Each line from the one with "Where can you find the building" to the final line of the data must be reproduced exactly, and no other line may appear.

● **THE INPUT**:
· · · ·

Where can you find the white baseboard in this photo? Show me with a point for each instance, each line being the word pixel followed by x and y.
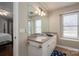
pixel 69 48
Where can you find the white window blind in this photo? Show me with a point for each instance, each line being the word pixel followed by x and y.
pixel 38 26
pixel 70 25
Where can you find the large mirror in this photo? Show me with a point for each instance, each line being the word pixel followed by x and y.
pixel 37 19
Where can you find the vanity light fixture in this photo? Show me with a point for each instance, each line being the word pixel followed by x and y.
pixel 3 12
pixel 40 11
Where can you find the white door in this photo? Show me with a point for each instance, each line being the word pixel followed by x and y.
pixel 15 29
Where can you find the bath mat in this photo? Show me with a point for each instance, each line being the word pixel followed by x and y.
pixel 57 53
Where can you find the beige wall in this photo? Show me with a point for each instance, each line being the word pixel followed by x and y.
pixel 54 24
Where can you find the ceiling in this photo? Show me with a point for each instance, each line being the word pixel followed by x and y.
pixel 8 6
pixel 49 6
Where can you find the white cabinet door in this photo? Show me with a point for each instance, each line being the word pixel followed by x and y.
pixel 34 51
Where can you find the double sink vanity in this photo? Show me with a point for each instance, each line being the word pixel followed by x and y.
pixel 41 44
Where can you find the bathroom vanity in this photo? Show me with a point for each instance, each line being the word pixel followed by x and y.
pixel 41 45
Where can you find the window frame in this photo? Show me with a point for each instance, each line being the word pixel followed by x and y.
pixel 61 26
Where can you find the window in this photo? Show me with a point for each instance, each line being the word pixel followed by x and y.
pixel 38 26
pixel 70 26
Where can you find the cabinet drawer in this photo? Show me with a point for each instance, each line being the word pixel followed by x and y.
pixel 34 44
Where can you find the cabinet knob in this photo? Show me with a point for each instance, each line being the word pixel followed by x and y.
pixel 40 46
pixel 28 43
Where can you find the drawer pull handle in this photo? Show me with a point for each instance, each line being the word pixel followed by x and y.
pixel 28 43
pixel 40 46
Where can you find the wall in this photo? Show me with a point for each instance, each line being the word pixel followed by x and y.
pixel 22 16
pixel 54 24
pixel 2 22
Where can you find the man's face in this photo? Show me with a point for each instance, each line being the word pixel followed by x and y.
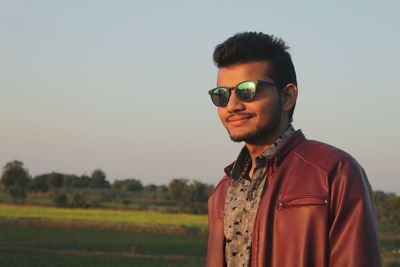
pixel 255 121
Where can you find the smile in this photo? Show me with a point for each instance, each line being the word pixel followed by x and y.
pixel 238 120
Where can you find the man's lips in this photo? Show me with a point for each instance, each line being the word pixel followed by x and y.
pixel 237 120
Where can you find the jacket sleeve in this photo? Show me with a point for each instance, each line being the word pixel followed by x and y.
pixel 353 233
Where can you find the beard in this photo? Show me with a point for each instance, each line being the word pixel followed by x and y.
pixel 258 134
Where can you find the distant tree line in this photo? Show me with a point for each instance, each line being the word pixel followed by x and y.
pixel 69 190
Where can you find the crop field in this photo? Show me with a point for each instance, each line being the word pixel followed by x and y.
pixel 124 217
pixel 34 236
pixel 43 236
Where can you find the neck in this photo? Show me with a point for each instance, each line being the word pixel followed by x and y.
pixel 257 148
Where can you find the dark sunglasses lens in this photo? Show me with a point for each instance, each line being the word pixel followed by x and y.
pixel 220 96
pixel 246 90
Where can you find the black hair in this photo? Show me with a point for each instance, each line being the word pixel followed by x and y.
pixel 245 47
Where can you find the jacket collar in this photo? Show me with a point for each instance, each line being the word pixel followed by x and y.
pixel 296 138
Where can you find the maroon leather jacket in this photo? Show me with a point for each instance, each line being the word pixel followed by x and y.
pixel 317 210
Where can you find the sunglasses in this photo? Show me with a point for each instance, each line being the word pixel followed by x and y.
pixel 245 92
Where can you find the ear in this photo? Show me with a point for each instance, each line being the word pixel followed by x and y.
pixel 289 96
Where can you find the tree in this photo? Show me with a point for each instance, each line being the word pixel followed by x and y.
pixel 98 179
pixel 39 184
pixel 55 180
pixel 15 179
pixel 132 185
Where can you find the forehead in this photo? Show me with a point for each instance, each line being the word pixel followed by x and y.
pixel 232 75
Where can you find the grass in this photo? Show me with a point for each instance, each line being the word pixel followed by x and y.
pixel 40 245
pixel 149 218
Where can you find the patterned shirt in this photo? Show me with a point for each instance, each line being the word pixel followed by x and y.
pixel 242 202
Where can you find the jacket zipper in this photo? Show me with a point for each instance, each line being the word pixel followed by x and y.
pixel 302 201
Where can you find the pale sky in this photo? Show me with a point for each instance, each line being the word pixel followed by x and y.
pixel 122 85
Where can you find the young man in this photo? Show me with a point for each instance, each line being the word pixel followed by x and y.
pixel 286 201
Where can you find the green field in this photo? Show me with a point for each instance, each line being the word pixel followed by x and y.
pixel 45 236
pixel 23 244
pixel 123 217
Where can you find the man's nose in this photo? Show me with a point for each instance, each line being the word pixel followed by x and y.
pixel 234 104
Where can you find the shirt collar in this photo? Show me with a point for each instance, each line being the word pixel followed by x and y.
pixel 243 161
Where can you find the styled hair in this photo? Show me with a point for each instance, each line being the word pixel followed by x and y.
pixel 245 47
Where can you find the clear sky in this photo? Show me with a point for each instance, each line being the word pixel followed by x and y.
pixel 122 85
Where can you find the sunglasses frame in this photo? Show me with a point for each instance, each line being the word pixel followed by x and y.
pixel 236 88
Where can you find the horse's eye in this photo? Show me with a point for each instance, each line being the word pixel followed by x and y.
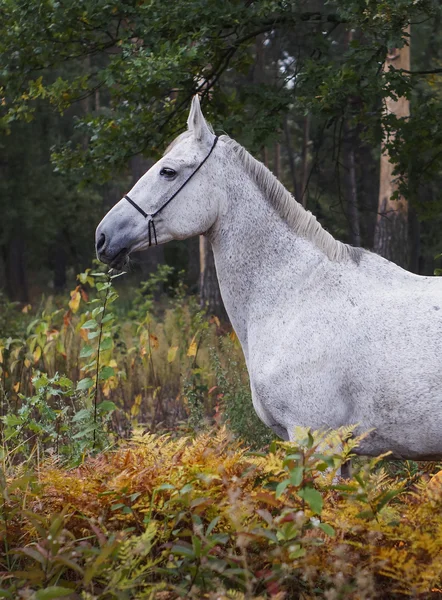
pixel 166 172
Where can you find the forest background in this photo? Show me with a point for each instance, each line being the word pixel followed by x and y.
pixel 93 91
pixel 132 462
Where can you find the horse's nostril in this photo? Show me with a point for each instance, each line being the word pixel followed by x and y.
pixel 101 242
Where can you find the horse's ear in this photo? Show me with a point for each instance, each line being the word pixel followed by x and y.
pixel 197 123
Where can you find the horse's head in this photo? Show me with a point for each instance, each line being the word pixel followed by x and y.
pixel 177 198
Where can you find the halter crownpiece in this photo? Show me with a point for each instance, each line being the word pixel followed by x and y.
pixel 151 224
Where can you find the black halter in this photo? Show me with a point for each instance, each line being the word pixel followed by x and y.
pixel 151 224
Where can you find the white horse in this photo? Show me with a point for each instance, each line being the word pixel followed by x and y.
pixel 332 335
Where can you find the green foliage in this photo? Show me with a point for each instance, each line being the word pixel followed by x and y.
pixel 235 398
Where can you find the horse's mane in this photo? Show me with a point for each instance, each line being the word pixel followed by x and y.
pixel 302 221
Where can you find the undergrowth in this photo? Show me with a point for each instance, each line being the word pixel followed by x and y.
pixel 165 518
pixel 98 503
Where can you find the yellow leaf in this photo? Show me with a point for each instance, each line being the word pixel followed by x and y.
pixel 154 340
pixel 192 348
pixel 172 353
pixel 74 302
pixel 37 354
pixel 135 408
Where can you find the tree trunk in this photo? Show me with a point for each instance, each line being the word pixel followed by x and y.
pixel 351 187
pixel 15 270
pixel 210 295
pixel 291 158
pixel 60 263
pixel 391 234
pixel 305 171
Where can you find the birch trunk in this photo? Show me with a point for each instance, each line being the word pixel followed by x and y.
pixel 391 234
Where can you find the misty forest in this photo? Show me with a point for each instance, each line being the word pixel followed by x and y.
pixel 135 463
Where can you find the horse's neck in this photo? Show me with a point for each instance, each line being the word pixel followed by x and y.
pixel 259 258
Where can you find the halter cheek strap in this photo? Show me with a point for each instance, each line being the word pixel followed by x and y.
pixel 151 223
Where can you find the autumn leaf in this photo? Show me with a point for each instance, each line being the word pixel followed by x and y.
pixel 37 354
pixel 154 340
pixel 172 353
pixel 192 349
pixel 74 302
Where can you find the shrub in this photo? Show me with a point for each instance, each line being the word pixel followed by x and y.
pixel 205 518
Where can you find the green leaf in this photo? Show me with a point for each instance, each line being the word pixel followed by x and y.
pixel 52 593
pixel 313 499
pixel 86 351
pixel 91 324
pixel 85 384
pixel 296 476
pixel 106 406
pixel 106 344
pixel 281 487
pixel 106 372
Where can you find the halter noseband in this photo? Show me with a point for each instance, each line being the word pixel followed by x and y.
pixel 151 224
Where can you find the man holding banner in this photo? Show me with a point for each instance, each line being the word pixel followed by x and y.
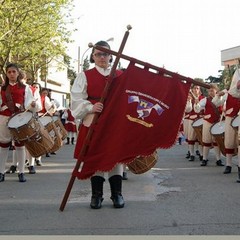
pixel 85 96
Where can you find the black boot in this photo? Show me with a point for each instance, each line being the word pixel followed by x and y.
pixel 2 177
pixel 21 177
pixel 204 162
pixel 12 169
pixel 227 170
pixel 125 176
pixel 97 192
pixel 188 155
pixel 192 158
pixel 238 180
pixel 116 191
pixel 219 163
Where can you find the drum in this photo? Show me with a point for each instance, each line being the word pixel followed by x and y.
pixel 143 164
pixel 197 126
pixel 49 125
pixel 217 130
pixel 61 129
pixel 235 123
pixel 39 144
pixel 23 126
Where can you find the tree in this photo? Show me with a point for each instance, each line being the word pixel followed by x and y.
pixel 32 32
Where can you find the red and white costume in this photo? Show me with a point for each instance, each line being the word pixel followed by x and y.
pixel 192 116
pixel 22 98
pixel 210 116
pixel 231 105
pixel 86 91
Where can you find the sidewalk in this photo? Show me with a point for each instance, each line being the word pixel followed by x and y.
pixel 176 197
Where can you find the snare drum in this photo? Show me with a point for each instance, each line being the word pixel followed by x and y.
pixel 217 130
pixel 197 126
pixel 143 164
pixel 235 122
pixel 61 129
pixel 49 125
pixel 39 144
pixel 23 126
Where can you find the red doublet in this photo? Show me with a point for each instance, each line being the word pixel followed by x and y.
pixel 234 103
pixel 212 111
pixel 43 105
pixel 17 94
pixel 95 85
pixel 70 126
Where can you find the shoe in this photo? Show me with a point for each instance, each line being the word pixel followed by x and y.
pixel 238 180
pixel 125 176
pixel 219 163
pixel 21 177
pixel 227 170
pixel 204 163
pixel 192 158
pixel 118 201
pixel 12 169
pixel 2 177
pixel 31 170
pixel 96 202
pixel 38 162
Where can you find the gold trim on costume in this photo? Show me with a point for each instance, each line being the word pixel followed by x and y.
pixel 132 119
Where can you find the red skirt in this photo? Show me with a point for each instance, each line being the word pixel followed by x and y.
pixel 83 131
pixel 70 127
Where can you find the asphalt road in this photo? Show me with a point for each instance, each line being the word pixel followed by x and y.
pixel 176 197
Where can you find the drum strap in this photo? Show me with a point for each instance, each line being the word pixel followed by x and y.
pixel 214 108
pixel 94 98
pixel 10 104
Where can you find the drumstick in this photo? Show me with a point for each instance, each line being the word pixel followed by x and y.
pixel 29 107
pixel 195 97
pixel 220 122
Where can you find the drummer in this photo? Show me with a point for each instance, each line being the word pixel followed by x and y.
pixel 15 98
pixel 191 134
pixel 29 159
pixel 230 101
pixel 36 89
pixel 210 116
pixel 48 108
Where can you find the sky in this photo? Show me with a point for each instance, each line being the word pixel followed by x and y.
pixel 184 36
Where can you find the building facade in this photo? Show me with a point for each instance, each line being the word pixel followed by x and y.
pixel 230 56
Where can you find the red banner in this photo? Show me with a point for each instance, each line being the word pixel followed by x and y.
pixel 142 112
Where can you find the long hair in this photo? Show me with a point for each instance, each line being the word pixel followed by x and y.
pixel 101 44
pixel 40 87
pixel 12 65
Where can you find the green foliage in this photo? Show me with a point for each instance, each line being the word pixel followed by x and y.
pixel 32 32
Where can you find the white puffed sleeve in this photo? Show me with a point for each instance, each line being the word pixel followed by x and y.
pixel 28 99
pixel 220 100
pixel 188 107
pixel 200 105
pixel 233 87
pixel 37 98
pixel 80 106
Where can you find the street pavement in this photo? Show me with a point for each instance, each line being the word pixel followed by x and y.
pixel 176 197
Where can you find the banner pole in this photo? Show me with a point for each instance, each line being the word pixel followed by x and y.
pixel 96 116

· · · ·

● **ANSWER SECTION**:
Where can you find the building facade in this photo? Show me with a point for each instance, each line being the word pixel followed by x and y.
pixel 230 56
Where can you find the red banner in this photo? Show me with a point for each instance, each line being the word pixel followed by x and y.
pixel 142 112
Where can you find the long hair in this photo? Show me with a point for each instance, each line being the word pixel followed by x and y.
pixel 101 44
pixel 40 87
pixel 12 65
Where can you find the green foliage in this photo? Show me with a point for each instance, each line being the word pixel followed by x and y.
pixel 32 32
Where can you find the white puffed sleeve in this photo? Show me with a point for each instance, each line being the word pixel followed by x and y.
pixel 28 99
pixel 220 100
pixel 188 107
pixel 200 105
pixel 233 87
pixel 37 98
pixel 80 106
Where can you find the street pavement in this photo? Show me with a point for each instance, each line being the word pixel followed by x and y.
pixel 176 197
Where can you find the banner pole in this photo? Show me with a point for each instance, each line being the word pixel followed by x and y.
pixel 96 116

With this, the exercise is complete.